Task brief: Copy every row below, replacing "Target" with "Object" and leaving everything else unchanged.

BEGIN Data supplied

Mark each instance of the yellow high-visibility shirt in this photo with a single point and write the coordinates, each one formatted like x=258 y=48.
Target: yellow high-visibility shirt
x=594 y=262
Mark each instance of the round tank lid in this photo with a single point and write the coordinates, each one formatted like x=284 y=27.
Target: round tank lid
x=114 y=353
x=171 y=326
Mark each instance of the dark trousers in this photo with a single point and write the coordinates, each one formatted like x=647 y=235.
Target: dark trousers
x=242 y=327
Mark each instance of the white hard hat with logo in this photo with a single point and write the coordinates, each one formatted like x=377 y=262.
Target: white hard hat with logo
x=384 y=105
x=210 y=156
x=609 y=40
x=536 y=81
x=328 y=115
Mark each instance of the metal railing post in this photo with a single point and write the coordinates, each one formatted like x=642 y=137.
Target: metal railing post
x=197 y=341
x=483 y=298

END Data supplied

Result of the exercise:
Mark each instance of the yellow high-visibility shirt in this photo with a single point and write the coordinates, each one formatted like x=258 y=48.
Object: yellow high-visibility shirt
x=594 y=262
Mark each instance of the round tank lid in this photo with a single point and write the coordinates, each one formatted like x=284 y=27.
Object: round tank lid
x=114 y=353
x=171 y=326
Mark each instance of the dark trousers in this photo with a single point and write the coordinates, each one formatted like x=647 y=235.
Object: dark trousers
x=242 y=327
Mark each instance of the white hard hat with logo in this photo with a single point and write the coordinates, each one formatted like x=377 y=262.
Object: white hard hat with logo
x=384 y=105
x=210 y=156
x=609 y=40
x=536 y=81
x=328 y=115
Mark each instance of the metal railing post in this photo with a single point and write the coordinates, each one formatted like x=642 y=137.
Object: metal railing post
x=197 y=341
x=483 y=298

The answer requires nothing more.